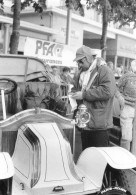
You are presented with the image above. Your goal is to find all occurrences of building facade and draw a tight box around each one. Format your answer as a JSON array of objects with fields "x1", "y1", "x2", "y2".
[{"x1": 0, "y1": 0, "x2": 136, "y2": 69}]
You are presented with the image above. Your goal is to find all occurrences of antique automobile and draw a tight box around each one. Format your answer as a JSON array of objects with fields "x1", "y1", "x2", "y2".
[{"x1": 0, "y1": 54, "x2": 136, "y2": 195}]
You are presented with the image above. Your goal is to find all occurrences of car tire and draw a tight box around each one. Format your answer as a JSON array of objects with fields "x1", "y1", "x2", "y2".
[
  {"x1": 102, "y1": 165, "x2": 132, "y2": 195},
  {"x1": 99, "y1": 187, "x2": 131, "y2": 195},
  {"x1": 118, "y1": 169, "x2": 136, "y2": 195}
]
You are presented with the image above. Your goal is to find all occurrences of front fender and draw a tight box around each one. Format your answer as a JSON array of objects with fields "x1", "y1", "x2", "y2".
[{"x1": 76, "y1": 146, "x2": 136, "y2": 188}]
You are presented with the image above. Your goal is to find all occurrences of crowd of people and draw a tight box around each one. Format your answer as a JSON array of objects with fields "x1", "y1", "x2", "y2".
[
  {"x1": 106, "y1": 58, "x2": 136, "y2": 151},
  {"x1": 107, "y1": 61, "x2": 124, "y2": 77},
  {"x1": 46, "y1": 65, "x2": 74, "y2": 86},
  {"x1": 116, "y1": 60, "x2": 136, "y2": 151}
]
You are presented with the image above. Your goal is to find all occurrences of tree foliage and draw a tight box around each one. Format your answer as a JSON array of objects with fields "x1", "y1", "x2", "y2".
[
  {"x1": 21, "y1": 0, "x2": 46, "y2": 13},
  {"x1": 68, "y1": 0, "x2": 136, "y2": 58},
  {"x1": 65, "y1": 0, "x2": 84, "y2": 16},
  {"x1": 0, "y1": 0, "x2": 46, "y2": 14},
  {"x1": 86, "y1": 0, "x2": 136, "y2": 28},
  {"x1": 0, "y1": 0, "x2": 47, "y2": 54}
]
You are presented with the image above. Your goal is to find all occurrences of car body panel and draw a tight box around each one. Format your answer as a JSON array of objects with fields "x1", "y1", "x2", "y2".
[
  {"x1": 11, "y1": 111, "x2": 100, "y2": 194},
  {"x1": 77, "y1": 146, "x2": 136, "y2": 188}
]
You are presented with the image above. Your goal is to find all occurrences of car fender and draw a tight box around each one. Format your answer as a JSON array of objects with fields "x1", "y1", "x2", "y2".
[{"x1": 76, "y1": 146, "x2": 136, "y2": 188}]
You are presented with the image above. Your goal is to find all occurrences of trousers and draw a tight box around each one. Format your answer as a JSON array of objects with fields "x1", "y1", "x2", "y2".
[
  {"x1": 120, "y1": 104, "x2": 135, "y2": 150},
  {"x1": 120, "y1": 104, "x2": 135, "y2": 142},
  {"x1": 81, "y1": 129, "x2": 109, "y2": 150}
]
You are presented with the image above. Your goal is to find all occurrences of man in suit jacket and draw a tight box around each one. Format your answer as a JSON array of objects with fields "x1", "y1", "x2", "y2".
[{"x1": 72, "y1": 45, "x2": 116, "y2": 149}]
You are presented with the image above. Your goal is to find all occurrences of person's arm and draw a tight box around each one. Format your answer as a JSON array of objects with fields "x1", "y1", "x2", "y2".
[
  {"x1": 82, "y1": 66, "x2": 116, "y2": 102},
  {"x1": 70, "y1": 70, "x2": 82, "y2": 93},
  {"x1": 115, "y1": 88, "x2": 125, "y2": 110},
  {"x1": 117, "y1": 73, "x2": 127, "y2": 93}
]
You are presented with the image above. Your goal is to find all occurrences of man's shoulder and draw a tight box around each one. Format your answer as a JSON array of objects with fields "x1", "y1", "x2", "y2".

• **REQUIREMENT**:
The entries above must be output exactly, with every image left out.

• **RESPONSE TO THE TASK**:
You are presented with the image above. Your goal is to find all occurrences of building facade and draw a tight box around each one. Format your answer as a JSON array of objects with fields "x1", "y1", "x2", "y2".
[{"x1": 0, "y1": 0, "x2": 136, "y2": 69}]
You are presented with the image above. Your goal is to find all occurrences of antique automobile and draw a tight box around each one. Format your answer as a JSON array of objects with fields "x1", "y1", "x2", "y2".
[{"x1": 0, "y1": 54, "x2": 136, "y2": 195}]
You are presented with the image above. Your goal is to find all occurrences of car tire and draw a tight box around each one. Format your answer as a JSON array of objects with fields "x1", "y1", "x2", "y2".
[
  {"x1": 102, "y1": 165, "x2": 132, "y2": 195},
  {"x1": 99, "y1": 187, "x2": 131, "y2": 195},
  {"x1": 118, "y1": 169, "x2": 136, "y2": 195}
]
You are presented with the image above. Your goal is to find all occurrences of front fender and draw a tight box around each one. Format your answer as a JSON array of objects with fields "x1", "y1", "x2", "y2".
[{"x1": 76, "y1": 146, "x2": 136, "y2": 188}]
You are presented with the image above. Your goal is to find all occurrences of crowd of people and draw a tight box around each one. Format your answer as a JSON array of objects with fields "x1", "y1", "x2", "y2".
[
  {"x1": 106, "y1": 58, "x2": 136, "y2": 151},
  {"x1": 107, "y1": 61, "x2": 124, "y2": 77},
  {"x1": 46, "y1": 65, "x2": 74, "y2": 86},
  {"x1": 116, "y1": 60, "x2": 136, "y2": 151}
]
You are presented with the image above. Your goal is to find all occurrences of tree foliage and draw a tight box around each one. Format your answer as a JSON array of objects with fields "x1", "y1", "x2", "y2".
[
  {"x1": 21, "y1": 0, "x2": 46, "y2": 13},
  {"x1": 68, "y1": 0, "x2": 136, "y2": 58},
  {"x1": 65, "y1": 0, "x2": 84, "y2": 16},
  {"x1": 0, "y1": 0, "x2": 46, "y2": 14},
  {"x1": 86, "y1": 0, "x2": 136, "y2": 28},
  {"x1": 0, "y1": 0, "x2": 47, "y2": 54}
]
You are presented with the image above. Your goal is to find all occurrences of car body panel and draw a tight box around each one. Format your answer as a JSON array of objects with fields "x1", "y1", "x2", "y2".
[
  {"x1": 11, "y1": 111, "x2": 100, "y2": 194},
  {"x1": 77, "y1": 146, "x2": 136, "y2": 188}
]
You are presented with the image above. Your goal is to find all occurrences of car fender and draw a tight box around each one. Format your answer as a JSON array of objects with fields "x1", "y1", "x2", "y2".
[{"x1": 76, "y1": 146, "x2": 136, "y2": 188}]
You are presented with the image above. Your goal is to find all occurrences of trousers and draw a tight box around each one. Format your answer as a JSON array of objects with fields "x1", "y1", "x2", "y2".
[
  {"x1": 120, "y1": 104, "x2": 135, "y2": 150},
  {"x1": 120, "y1": 104, "x2": 135, "y2": 142},
  {"x1": 81, "y1": 129, "x2": 109, "y2": 150}
]
You are presented with the image above. Your goal is to find all occurrences of man in suit jacket and draw a tight box around each one. Format your answer as a JSON array of objects with fields "x1", "y1", "x2", "y2".
[{"x1": 72, "y1": 45, "x2": 116, "y2": 149}]
You are presented with the image above. Your goal is to find all occurrences of person's arm and draw a tight box around each one. Format your answer as a JSON array of objects with fields "x1", "y1", "x2", "y2".
[
  {"x1": 82, "y1": 66, "x2": 116, "y2": 102},
  {"x1": 70, "y1": 70, "x2": 82, "y2": 93},
  {"x1": 115, "y1": 88, "x2": 125, "y2": 110},
  {"x1": 117, "y1": 73, "x2": 127, "y2": 93}
]
You are presented with the image above. Your goal is to find all occurrences of man's shoulder and draw a tight box around each one. Format your answer as a JSON array of objects with fields "x1", "y1", "x2", "y2".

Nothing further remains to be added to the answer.